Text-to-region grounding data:

☆ ☆ ☆ ☆ ☆

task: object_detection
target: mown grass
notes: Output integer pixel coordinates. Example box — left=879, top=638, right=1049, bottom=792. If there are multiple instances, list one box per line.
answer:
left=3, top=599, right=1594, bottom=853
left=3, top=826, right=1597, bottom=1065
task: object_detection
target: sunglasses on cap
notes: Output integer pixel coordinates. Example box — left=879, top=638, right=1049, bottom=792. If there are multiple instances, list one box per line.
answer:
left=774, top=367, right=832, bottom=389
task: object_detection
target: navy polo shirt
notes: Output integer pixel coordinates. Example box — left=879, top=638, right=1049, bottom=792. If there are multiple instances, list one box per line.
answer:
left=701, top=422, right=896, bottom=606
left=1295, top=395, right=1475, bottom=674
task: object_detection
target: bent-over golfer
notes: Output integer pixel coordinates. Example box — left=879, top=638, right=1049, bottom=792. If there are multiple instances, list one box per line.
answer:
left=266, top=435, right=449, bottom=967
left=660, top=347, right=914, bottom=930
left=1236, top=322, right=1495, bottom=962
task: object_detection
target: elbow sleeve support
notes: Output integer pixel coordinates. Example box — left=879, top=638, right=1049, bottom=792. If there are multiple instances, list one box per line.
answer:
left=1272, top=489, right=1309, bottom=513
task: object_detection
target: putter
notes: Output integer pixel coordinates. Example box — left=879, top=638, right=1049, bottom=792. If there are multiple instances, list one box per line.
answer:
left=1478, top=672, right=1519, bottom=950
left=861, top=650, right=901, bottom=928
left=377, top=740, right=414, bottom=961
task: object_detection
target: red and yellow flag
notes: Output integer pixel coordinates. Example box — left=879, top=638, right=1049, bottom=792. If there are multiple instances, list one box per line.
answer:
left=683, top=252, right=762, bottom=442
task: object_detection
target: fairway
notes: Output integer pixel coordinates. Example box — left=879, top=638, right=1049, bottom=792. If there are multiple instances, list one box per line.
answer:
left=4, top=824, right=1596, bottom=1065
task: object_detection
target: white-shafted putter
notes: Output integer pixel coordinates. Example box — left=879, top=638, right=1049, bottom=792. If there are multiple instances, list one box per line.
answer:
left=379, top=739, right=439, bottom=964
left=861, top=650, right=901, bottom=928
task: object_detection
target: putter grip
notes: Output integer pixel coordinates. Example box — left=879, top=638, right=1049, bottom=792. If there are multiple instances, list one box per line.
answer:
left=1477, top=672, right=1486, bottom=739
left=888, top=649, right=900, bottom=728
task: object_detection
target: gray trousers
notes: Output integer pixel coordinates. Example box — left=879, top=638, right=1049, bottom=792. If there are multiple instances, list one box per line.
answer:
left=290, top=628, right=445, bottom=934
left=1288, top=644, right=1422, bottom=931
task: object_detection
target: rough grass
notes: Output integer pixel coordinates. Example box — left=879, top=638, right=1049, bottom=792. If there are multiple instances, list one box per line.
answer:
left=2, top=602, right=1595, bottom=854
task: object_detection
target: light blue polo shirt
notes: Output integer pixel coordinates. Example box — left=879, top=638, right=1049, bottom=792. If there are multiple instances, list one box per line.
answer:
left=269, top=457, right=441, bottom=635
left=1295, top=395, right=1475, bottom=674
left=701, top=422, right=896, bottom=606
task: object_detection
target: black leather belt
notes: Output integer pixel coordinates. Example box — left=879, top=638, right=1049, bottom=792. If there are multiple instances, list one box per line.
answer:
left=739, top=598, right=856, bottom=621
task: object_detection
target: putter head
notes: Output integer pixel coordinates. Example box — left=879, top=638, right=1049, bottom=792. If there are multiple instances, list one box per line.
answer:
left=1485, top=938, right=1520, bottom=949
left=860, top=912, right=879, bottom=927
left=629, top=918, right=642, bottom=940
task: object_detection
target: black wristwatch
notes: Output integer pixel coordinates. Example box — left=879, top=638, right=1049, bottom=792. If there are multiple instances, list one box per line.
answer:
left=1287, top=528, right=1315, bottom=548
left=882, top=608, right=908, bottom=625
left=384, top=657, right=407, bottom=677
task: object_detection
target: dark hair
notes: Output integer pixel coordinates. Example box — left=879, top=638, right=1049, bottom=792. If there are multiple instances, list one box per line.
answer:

☆ ☆ ☆ ☆ ☆

Retype all of the data exactly, so that nothing differs from what is given.

task: object_detection
target: mown grass
notes: Output integer pixel coordinates. Example box — left=879, top=638, right=1049, bottom=792. If there are multiple instances, list one box per line.
answer:
left=3, top=599, right=1594, bottom=853
left=3, top=826, right=1597, bottom=1065
task: object_detection
target: sunglasses on cap
notes: Output integer pixel coordinates. Example box — left=879, top=638, right=1049, bottom=792. If there are multiple instances, list one box per line.
answer:
left=774, top=367, right=832, bottom=389
task: object_detection
target: navy polo shirt
notes: Output integer pixel coordinates. Example box — left=879, top=638, right=1049, bottom=792. If there are multiple instances, list one box per line.
answer:
left=701, top=422, right=896, bottom=606
left=1295, top=395, right=1475, bottom=674
task: object_detection
target: bent-over golfer
notes: Output integer pixel coordinates. Example box — left=879, top=638, right=1049, bottom=792. If there are multiple instances, list one box per line.
answer:
left=266, top=435, right=449, bottom=967
left=660, top=347, right=914, bottom=930
left=1236, top=322, right=1495, bottom=962
task: object_detection
target: elbow sleeve support
notes: Output integer pixel coordinates. Example box — left=879, top=638, right=1049, bottom=792. If there are multiple instances, list one box per line.
answer:
left=1272, top=489, right=1309, bottom=513
task: object_detection
target: putter
notes: Output integer pixel coordinates. Example box — left=879, top=638, right=1049, bottom=792. If there are multiple instances, list one box per line.
answer:
left=1478, top=672, right=1519, bottom=950
left=861, top=650, right=901, bottom=928
left=377, top=740, right=414, bottom=961
task: object_detection
target: red and yellow flag
notes: Output integer pixel coordinates. Example box — left=879, top=638, right=1049, bottom=792. If there are multiple instances, list one box per line.
answer:
left=683, top=252, right=762, bottom=442
task: object_detection
target: fairway
notes: Output integer pixel coordinates. Example box — left=879, top=638, right=1049, bottom=792. If there are multiple instances, list one box per line.
answer:
left=4, top=824, right=1596, bottom=1065
task: object_detection
target: white-shafted putter
notes: Output integer pixel coordinates. Example box — left=879, top=638, right=1049, bottom=792. If there are multiple instances, list one box per line.
answer:
left=379, top=739, right=439, bottom=964
left=861, top=650, right=901, bottom=928
task: object_detection
target: putter grip
notes: Output integer pixel coordinates. Example box — left=879, top=638, right=1049, bottom=792. If there are multiple instances, list one box per line.
answer:
left=1477, top=672, right=1486, bottom=739
left=888, top=649, right=900, bottom=728
task: object_detection
target: gray trousers
notes: Output integer pixel coordinates. Example box — left=879, top=638, right=1049, bottom=792. If there are multiple instances, list one box per line.
answer:
left=290, top=628, right=445, bottom=934
left=1288, top=644, right=1422, bottom=931
task: object_detection
target: rough grass
notes: Output integer pixel coordinates. Example box — left=879, top=638, right=1049, bottom=792. If there are multiple instances, list one box per line.
answer:
left=2, top=602, right=1595, bottom=854
task: object_detection
target: light blue polo shirt
notes: Output integer pixel coordinates. Example box — left=879, top=638, right=1049, bottom=792. If there are multiple instances, list one box per line.
answer:
left=269, top=457, right=441, bottom=635
left=1295, top=395, right=1475, bottom=674
left=701, top=422, right=896, bottom=606
task: object_detection
target: black leather belt
notes: Output integer pixel coordinates. Example box — left=879, top=638, right=1049, bottom=792. If there are multiple instances, list one box per line.
answer:
left=739, top=598, right=856, bottom=621
task: object_detection
target: putter head
notes: Output integer pixel coordinates. Example box — left=879, top=638, right=1049, bottom=792. If there are multiple instances, list one box per line.
answer:
left=1485, top=938, right=1520, bottom=949
left=860, top=912, right=879, bottom=927
left=629, top=918, right=642, bottom=940
task: object_detection
target: black wristwatch
notes: Output integer pixel coordinates. Example box — left=879, top=638, right=1049, bottom=792. If there are multiple instances, list one box per line.
answer:
left=1287, top=528, right=1315, bottom=548
left=882, top=608, right=908, bottom=625
left=384, top=657, right=407, bottom=677
task: object_detection
target: dark hair
notes: Output integer pixel coordinates. Example box — left=879, top=638, right=1049, bottom=792. If there are multiple instances, list one box per line.
answer:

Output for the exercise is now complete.